#### READING PASSAGE

PETEY'S NEW STAT CORNER: REPs and BaRFs
"You never know what you're going to get out of the bullpen."
It was something my father would often nervously say when the starting pitcher was being yanked for a reliever. There was wisdom there: While John Franco, Frank Williams, and Rob Murphy could usually be counted on, most relievers were subject to this truth: They might well come into a game sucking out loud and barf up the whole game. Even the best blew it sometimes.
In 1987 I read Jim Bouton's classic Ball Four for the first time. His game results seemed mostly random from his 1969 MLB Seattle Pilots season. The book included an appendix that showed how HE rated HIMSELF as a reliever, on a per-game basis. I thought he had a pretty good feel for how each outing should be categorized unto itself: EXCELLENT, GOOD, FAIR, or POOR. But these ratings were completely subjective, as he had no concrete rules for this rating system. The idea stuck with me for decades:
I WISH WE HAD A BETTER STAT FOR RELIEVERS....
Then last autumn, I wondered how I could develop a useful rating system for relief appearances based on Bouton's rating concept of categorizing each appearance as a separate event. Having played fantasy baseball since 1989, I knew that WHIP (walks + hits + hit batsmen) equated to runners allowed, which is arguably the best measure of a reliever; one or two bad outings a year might make an ERA look misleading, W-L record for a reliever is nearly useless, inherited runners score or are stranded perhaps mostly by luck, and the Saves stat has funky rules in combination with oddly-conservative usage of one reliever by most teams. Following the findings of our Sabermetric brothers before us, we have learned that getting outs/not making outs is the most important aspect of the game. My conclusion was that looking at the runners allowed per appearance is pivotal to knowing that reliever's dependable usage and tendencies. It might be as useful as any other stat we have for rating relievers.
So I dove into the numbers. I made spreadsheets that detailed every one of the 8200 National League relief appearances from 2009 to make sure I had a good study sample size. Then I came up with a quantifiable definition of what made a relief appearance a quality one versus a fair one versus one that probably blew the whole game. I started drawing some hard lines in a few places, and I think I've come up with a good measuring stick:
REG (Reliever Effective Game):
A WHIP that is LOWER THAN 2.000
FAIR appearances:
A WHIP that is anywhere from 2.000 to 3.000
BaRF (Bullpen Relief Failure):
A WHIP that is HIGHER THAN 3.000
Here was my highly-subjective reasoning for these standards:
If you're a reliever, your job is to come in and effectively get outs. If you pitch 1 inning and allow only 1 baserunner, it's hard to argue that you didn't do your job. Worst case scenario: 1 run scores. If you pitch more than an inning, you may allow more than 1 runner to reach per inning, as long as overall your WHIP is below 2.000 for that appearance.

########

# DIRECTION A
In the listing, rename "occupy" to "fill" in the lines starting with the line that contains "Somewhere in the picture above there is the overcast" and going on through the line that contains "[0,124,532,389]", and leave everything else unchanged.

#### EXCERPTED RECORDS

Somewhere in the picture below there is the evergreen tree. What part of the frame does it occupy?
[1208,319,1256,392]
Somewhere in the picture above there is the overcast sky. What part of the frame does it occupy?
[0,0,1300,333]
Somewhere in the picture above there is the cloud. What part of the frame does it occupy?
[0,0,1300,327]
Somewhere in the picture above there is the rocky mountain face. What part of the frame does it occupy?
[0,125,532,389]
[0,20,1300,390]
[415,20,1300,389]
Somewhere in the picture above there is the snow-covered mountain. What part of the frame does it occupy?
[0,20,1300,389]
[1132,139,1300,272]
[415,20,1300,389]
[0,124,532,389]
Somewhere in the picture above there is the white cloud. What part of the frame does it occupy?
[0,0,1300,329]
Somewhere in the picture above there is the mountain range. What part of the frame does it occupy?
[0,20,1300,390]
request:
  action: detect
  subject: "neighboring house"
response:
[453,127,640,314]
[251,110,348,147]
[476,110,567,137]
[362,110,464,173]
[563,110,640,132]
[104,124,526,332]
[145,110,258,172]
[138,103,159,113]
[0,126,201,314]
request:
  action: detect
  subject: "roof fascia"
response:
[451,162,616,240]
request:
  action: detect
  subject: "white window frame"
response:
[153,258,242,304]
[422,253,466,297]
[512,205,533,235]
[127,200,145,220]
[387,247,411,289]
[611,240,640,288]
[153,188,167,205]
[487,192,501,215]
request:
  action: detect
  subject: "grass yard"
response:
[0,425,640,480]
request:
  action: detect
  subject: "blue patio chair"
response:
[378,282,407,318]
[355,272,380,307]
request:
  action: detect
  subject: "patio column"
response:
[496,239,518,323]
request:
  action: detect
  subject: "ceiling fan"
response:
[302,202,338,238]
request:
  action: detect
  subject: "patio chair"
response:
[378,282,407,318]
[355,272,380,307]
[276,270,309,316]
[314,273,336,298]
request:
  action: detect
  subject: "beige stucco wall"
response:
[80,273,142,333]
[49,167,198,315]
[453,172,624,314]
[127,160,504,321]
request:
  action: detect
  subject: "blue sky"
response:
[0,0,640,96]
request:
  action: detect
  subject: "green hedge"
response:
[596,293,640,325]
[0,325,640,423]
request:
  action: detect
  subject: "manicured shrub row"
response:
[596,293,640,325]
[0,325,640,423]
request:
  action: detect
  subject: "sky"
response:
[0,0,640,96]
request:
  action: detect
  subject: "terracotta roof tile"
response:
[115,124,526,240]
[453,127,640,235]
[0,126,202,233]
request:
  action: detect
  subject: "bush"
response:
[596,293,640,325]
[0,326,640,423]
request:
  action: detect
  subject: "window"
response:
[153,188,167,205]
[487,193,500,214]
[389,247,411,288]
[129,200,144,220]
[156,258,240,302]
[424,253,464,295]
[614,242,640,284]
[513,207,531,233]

########
#### EXCERPTED RECORDS

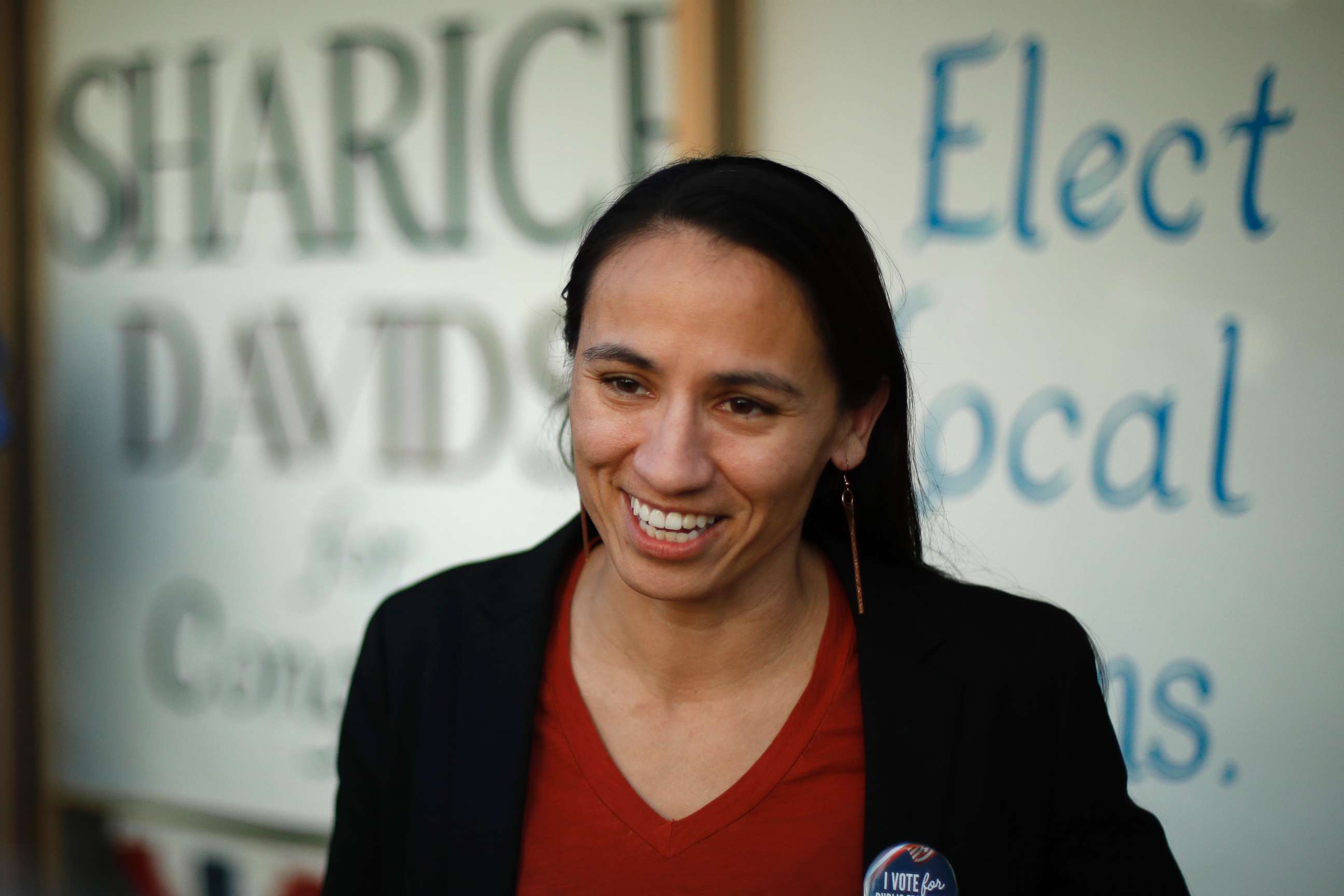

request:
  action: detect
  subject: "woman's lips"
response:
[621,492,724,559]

########

# DIRECTION B
Print the part of the reliever-stat article starting with "It was something" and going on through "blew it sometimes.", with no changes.

# RIGHT ANSWER A
Somewhere in the picture above there is the overcast sky. What part of the frame does it fill?
[0,0,1300,333]
Somewhere in the picture above there is the cloud. What part of the frame does it fill?
[0,0,1300,327]
Somewhere in the picture above there is the rocky mountain face. What part of the frame does it fill?
[0,125,532,389]
[0,20,1300,390]
[415,20,1300,389]
Somewhere in the picture above there is the snow-covered mountain. What part of the frame does it fill?
[0,20,1300,389]
[1132,139,1300,272]
[415,20,1300,389]
[0,124,532,389]

# RIGHT ANSWER B
It was something my father would often nervously say when the starting pitcher was being yanked for a reliever. There was wisdom there: While John Franco, Frank Williams, and Rob Murphy could usually be counted on, most relievers were subject to this truth: They might well come into a game sucking out loud and barf up the whole game. Even the best blew it sometimes.